§ **EXERCICES**
**A.** Indiquez si les affirmations suivantes concordent avec l'extrait sur la grève étudiante ci-dessous, en répondant par oui ou non et en citant à l'identique les mots du texte qui tranchent. (i) Des voitures de police sont stationnées à l'entrée de l'université. (ii) Chadi est un Montréalais d'origine syrienne. (iii) Le die-in a eu lieu le 28 mars à 13 h devant le pavillon des arts.
**B.** Dans l'extrait sur la grève étudiante, relevez tous les moyens d'action que Chadi énumère dans la citation qui commence par « On a commencé à envoyer des courriels ».
**C.** Prolongez l'extrait sur la grève étudiante à partir de sa dernière phrase.

§ **EXTRAIT DU DOCUMENT**
En passant les portes emblématiques de l’université sur la rue Sherbrooke, nul ne peut ignorer les voitures de police stationnées à l’entrée. « Ils sont toujours là, me confie Chadi. Depuis qu’on a organisé quelques sit-in étudiants il y a quelques semaines, il y a souvent de la police ici. »

Que veulent les grévistes ?

« Dès que les attaques d’octobre sont survenues près de Gaza, j’ai été extrêmement mal à l’aise de voir comment l’université gérait ça. Les étudiants recevaient constamment des courriels de l’administration sur la situation tendue sur le campus, mais je trouvais que les informations partagées étaient très biaisées », raconte-t-il. Dans ces courriels, l’administration demandait notamment aux étudiants de « rester respectueux et de manifester de façon pacifique. [Nous] sommes ici dans une université, lieu d’apprentissage et d’avancement du savoir. Notre communauté a toujours été notre force. »

Au début de sa scolarité, Chadi, Montréalais d’origine libanaise, s’est lié d’amitié avec plusieurs étudiants qui partagent la même frustration que lui. Causée par le silence de l’université face aux violences perpétrées à Gaza, cette frustration s’est amplifiée au fil des semaines, puis des mois. « On a commencé à envoyer des courriels à l’administration, à participer à des walk-out étudiants, à des manifestations. On a même organisé du piquetage pour bloquer l’entrée à l’école, énumère le militant. Finalement, après avoir vu que cela ne changeait rien, on est arrivés à un point où il fallait qu’on trouve un moyen plus extrême pour que les responsables de l’université nous écoutent enfin. »

Le 28 mars à 13 h tapant, des dizaines d’étudiants se sont réunis devant le pavillon des arts de l’établissement, tout près de la rue Sherbrooke, et ont protesté en effectuant un die-in en solidarité avec les gens qui, comme Chadi, ont cessé de manger pour faire réagir leurs responsables.

Quelques enregistrements
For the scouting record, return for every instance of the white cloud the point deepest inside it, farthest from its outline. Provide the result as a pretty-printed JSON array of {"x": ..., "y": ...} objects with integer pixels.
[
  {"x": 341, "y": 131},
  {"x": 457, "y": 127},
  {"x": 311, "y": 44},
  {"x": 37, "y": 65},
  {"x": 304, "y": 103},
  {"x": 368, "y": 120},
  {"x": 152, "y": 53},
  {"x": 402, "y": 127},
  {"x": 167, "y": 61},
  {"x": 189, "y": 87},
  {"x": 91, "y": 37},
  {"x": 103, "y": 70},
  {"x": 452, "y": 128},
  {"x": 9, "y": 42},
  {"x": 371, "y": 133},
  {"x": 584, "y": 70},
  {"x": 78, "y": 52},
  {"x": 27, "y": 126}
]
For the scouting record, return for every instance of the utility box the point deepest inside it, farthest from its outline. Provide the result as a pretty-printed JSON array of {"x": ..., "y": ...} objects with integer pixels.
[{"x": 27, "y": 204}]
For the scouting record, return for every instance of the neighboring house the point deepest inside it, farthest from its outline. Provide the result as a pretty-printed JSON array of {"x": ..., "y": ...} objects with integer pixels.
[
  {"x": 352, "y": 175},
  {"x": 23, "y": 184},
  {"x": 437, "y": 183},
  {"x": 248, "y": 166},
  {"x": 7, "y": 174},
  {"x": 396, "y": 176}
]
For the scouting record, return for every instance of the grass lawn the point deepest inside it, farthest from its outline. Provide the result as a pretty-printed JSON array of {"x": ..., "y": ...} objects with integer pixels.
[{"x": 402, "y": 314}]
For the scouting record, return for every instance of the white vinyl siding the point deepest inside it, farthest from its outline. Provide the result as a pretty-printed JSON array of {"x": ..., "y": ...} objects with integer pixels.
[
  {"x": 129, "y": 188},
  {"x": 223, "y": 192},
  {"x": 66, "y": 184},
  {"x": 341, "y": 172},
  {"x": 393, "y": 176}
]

§ **LES RÉPONSES**
**A.**
(i) Oui : « nul ne peut ignorer les voitures de police stationnées à l’entrée ».
(ii) Non : « Chadi, Montréalais d’origine libanaise ».
(iii) Oui : « Le 28 mars à 13 h tapant, des dizaines d’étudiants se sont réunis devant le pavillon des arts de l’établissement ».

**B.**
- Envoyer des courriels à l’administration
- Participer à des walk-out étudiants
- Participer à des manifestations
- Organiser du piquetage pour bloquer l’entrée à l’école

**C.**
C’est comme cela que Chadi et d’autres étudiants engagés se sont organisés pour entamer une grève de la faim. Leur requête est simple : l’établissement doit rendre des comptes, car il n’a pas adopté la « politique contre le génocide en Palestine » qui a été votée par 78 % des étudiants de premier cycle. Cette politique demande notamment le désinvestissement dans des entreprises jugées complices de génocide et de vente d’armes à l’État d’Israël, ainsi que la rupture des relations inter-universitaires entre McGill et des organisations qui sont auxiliaires des politiques, jugées répressives, de l’État hébreu (Lockheed Martin et Safran).

« Une administration qui ignore ce qu’une majorité de ses étudiants de premier cycle souhaitent, c’est assez bizarre », ajoute avec ironie Chadi.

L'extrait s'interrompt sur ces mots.